(begin)

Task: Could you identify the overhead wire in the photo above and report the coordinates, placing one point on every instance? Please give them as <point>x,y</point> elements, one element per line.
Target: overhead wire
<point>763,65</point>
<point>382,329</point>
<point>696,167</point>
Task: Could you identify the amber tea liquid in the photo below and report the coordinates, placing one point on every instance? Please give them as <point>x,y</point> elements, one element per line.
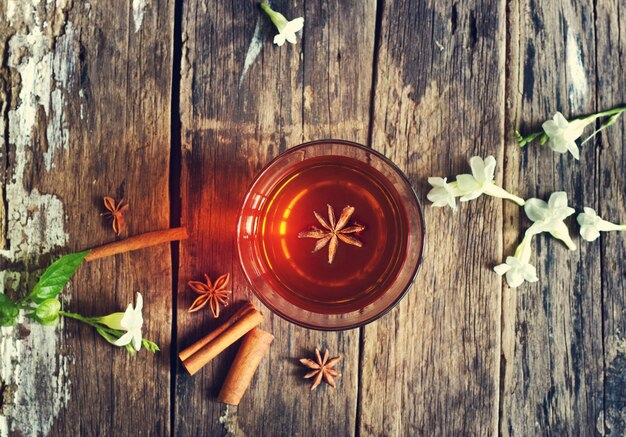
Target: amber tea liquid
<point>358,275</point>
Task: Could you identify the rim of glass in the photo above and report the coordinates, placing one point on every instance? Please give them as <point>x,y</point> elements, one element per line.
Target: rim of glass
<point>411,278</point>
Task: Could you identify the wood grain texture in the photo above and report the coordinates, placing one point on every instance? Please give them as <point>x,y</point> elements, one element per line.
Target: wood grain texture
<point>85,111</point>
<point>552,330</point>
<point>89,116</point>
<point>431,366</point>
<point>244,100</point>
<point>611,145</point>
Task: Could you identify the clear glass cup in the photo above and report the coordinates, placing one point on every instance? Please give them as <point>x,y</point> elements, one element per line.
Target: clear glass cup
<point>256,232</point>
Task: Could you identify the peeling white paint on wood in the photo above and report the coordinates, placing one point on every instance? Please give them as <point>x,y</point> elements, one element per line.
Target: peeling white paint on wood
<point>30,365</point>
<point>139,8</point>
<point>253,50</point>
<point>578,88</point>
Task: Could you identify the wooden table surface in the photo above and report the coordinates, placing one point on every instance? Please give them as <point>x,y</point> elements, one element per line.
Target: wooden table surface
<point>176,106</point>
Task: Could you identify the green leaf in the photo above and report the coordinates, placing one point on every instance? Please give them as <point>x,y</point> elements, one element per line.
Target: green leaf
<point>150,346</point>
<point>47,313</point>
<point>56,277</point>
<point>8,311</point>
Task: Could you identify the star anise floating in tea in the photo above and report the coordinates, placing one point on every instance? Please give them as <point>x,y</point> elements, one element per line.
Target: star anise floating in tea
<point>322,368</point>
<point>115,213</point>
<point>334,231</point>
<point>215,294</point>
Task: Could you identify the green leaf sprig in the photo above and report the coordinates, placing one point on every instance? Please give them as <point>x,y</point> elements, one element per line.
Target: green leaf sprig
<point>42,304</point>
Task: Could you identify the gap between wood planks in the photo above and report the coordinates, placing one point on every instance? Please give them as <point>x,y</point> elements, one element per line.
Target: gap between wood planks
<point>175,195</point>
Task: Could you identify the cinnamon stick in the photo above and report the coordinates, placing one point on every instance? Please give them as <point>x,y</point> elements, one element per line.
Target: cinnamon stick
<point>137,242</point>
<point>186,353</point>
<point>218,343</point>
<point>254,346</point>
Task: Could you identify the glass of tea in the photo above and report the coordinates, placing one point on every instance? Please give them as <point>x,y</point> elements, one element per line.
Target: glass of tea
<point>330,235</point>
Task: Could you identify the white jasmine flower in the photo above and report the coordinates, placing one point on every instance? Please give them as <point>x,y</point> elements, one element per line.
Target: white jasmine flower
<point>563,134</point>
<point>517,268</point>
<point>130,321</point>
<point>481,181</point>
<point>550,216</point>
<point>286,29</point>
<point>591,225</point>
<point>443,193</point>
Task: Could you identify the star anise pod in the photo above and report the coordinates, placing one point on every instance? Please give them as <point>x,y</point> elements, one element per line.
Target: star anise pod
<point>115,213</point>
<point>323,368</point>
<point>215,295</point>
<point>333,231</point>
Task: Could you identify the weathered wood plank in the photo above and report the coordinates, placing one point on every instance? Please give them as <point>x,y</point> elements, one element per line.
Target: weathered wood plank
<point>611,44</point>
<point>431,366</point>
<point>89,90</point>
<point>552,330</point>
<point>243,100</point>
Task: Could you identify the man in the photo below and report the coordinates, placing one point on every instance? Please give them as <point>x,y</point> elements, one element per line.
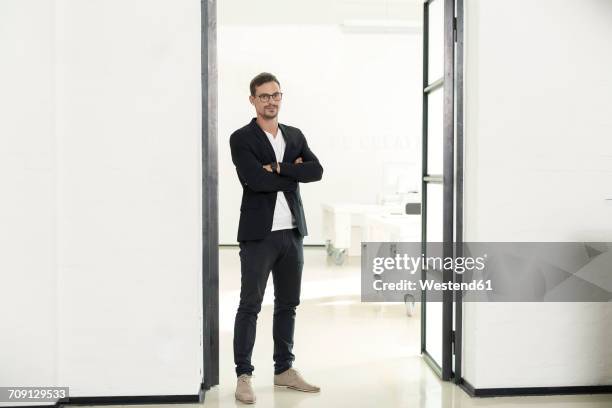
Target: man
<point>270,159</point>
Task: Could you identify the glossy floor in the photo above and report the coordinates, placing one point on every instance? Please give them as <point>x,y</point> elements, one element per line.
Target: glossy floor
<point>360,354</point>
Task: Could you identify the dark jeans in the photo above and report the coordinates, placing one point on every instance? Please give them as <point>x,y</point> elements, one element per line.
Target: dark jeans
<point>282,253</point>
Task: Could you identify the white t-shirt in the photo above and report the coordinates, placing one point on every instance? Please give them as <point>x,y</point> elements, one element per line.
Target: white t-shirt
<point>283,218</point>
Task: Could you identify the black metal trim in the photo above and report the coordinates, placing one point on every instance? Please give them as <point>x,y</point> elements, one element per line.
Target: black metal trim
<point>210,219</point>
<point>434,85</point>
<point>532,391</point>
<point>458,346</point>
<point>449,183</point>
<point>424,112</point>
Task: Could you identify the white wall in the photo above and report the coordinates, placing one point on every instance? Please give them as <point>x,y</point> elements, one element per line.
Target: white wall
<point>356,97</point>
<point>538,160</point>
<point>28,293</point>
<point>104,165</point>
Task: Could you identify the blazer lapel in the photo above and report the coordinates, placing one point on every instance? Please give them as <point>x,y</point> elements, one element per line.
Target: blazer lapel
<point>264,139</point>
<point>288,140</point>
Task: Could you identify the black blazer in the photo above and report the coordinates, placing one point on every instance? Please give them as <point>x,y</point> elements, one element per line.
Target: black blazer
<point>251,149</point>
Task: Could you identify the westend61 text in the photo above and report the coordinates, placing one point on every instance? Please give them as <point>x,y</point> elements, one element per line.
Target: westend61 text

(end)

## Stated goal
Please reproduce everything from the line containing "Task: Could you identify the rim" down to the line containing "<point>8,311</point>", both ends included and requests kept unchanged, multiplying each point coordinate in the answers by 1.75 and rounding it to a whole number, with halves rounded up. Give only those lines.

## Response
Task: Could you identify the rim of glass in the photo above and report the coordinates, placing one point on every instance? Please give them as <point>x,y</point> elements, one element per line.
Target: rim of glass
<point>719,487</point>
Task: Could you identify the wood grain texture in the photo above and report the coordinates, placing one point on every instance? Please give them as <point>x,y</point> elements, one element per line.
Target: wood grain texture
<point>149,194</point>
<point>966,578</point>
<point>156,203</point>
<point>754,641</point>
<point>427,175</point>
<point>1069,254</point>
Task: Could you identify the clear glass cup in the photo above and report the coordinates, placing one point on every instance? Please give them as <point>x,y</point> elements, one element per line.
Target: clear glass cup
<point>448,406</point>
Task: Could you identify the peeling white paint on wood in the photo above and report the coordinates, placing one point on every instance? Please give them as <point>x,y</point> elements, one element per line.
Target: peeling white paint on wood
<point>53,639</point>
<point>243,14</point>
<point>443,88</point>
<point>1012,154</point>
Task: Could you identify the wooden table surface in the photo above and report the coordinates, placing one point on every instance? Please give them as <point>x,y</point> elements, one element per line.
Target: wooden table surface
<point>308,186</point>
Task: Could you identify the green leaf in the photo above and report the coordinates, placing one point on every instance? Please give them as <point>x,y</point> elements, one element per line.
Target: green leaf
<point>263,606</point>
<point>82,548</point>
<point>98,485</point>
<point>14,544</point>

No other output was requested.